LISTED RECORDS
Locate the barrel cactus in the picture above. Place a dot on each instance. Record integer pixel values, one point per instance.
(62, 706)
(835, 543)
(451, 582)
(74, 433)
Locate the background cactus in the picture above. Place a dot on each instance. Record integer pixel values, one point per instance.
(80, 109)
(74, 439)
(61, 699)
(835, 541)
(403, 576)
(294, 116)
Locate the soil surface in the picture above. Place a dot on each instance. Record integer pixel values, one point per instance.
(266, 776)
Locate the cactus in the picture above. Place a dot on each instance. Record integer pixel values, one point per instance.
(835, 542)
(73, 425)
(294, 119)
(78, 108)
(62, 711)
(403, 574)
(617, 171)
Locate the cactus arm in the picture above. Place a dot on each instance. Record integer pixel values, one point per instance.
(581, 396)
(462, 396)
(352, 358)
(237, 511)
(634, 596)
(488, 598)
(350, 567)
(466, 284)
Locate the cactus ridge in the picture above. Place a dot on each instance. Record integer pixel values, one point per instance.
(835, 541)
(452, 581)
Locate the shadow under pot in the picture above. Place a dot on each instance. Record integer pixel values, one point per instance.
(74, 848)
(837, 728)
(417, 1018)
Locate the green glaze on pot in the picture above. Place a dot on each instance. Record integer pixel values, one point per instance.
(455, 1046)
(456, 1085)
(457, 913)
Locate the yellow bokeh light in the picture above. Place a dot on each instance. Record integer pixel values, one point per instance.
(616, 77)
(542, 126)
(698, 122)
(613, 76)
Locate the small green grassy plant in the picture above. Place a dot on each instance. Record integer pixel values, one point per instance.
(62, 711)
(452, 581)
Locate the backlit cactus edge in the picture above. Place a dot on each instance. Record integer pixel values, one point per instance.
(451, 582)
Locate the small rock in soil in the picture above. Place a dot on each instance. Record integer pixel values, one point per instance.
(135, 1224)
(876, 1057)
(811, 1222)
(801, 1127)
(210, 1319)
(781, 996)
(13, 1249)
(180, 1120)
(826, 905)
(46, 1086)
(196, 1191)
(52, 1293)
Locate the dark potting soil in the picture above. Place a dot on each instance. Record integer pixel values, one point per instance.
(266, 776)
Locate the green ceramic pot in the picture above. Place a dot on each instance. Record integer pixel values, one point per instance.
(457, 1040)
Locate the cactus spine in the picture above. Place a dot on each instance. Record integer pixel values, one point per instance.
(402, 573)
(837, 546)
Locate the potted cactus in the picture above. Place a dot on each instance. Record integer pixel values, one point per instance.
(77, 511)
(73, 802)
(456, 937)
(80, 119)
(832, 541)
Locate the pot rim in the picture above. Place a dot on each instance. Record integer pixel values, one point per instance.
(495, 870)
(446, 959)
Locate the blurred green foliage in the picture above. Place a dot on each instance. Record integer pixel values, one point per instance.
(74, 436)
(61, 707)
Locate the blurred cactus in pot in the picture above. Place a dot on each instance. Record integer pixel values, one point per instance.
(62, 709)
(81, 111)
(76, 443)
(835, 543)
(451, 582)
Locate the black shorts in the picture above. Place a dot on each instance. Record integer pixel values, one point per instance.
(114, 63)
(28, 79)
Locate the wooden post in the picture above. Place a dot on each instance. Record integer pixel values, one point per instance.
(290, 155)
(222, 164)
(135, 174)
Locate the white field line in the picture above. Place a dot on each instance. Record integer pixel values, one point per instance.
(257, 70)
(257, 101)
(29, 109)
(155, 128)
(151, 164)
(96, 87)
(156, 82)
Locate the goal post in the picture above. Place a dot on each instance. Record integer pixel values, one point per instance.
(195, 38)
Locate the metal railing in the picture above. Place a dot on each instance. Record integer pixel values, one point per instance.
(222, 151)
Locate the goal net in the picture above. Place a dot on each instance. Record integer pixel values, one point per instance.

WHAT TO DO
Without omitting anything, set down all the entries above again.

RESULT OF THIS EXERCISE
Locate the barrel cactus in the picture above. Place a dot on each instance. Record integer pixel values, one point per instance.
(62, 706)
(835, 543)
(451, 582)
(74, 433)
Locate the background cactus in the picture above. Place a dot on each instance. Record integer pixel values, one point per instance.
(80, 109)
(74, 439)
(61, 699)
(835, 541)
(403, 576)
(294, 116)
Locate the soil surface in the picture above. Place a dot on each instance. Record integer pixel values, one point per instance.
(266, 776)
Locate the cactus in the picture above. Place a dot on each instance. Record integer pixel values, one point per instance.
(835, 542)
(73, 425)
(294, 119)
(78, 108)
(62, 711)
(403, 574)
(617, 171)
Locate the cactus arm in the picture above. Place a dot on each instance. Record integer pixel values, one point per instance.
(581, 396)
(462, 396)
(352, 358)
(237, 511)
(634, 596)
(488, 598)
(350, 567)
(466, 284)
Locate the cactus ridge in the picture above. Place a dot on each instance. Record integer pixel values, one point per instance.
(835, 541)
(452, 581)
Locate the shadow under pot in the picture above. Place a dot on each instance. Record integer pixel values, one point per instance.
(74, 848)
(837, 728)
(417, 1018)
Locate the green glaze on pot in the picture above. Place a dot on each instance. Record integer pixel values, one point per instance.
(455, 1046)
(456, 1085)
(457, 913)
Locate the yellow bokeh light in the picture above. Place a dot on each instance. Record integer pixel values, one point per instance.
(616, 77)
(542, 126)
(698, 122)
(613, 76)
Locate the small green grassy plant in the picture above. Place a dot on each instance. Record integer pixel values, one point per instance.
(62, 711)
(452, 581)
Locate the backlit cactus edge in the picture above. Place a dot on each instance. Record integer pixel values, one point per instance.
(451, 582)
Locate the small rock in soil in the picture above. Place a dot on each instance. Record integer pixel values, one point per instance.
(135, 1224)
(876, 1057)
(811, 1222)
(801, 1127)
(210, 1319)
(781, 996)
(13, 1249)
(180, 1120)
(826, 905)
(46, 1086)
(196, 1191)
(52, 1293)
Locate the dark potting soil in the picture above. Place a dot on each instance. Record integer pixel values, one point per instance.
(266, 776)
Locate the green ceramic pot in the picture above. Place a dot on each instance. Record integer pixel values, one point per instance.
(457, 1040)
Locate the cactus spine in the picture above. Place a dot on each instance. Record integer pixel values, one point per instance.
(402, 573)
(837, 546)
Locate the potted cactus in the picture above. Place a dot on each instance. Record integer pixel values, one point per instance.
(77, 511)
(73, 802)
(456, 937)
(80, 119)
(832, 541)
Locate the pot rim in the picture above. Place a dot on each instance. Record integer pixel values, one point per instance.
(495, 870)
(446, 959)
Locate the blurred green foliage in the picture above. Place a dot on each instance. Record integer pixel values, one point per instance.
(74, 436)
(61, 707)
Locate the blurred cactus in pot in the picture above. Place a dot on each instance. Record integer pixel values, one point per instance.
(62, 709)
(81, 111)
(76, 443)
(835, 543)
(451, 582)
Locate the black shorts in the picture above. Place a dot on each instance. Record integer pixel values, one point per instance.
(114, 63)
(28, 79)
Locate the wooden post in the picture above. Place a dot on each instance. Record integer pixel values, one point per instance.
(290, 155)
(222, 164)
(135, 174)
Locate the white field line in the picture above. Place a dot on each instance. Record integer pixel values, one point per instance.
(257, 70)
(257, 101)
(29, 109)
(155, 128)
(151, 164)
(96, 87)
(156, 82)
Locate the goal post in the picture above. Place a dot on each instance. Record integer pixel values, one point per instance.
(195, 38)
Locate the metal railing in the picture above. Place a dot on each instance. Record integer pixel values, one point per instance.
(222, 151)
Locate the goal net in the picture above. Place a dot on each instance. Record integer pixel values, one point per instance.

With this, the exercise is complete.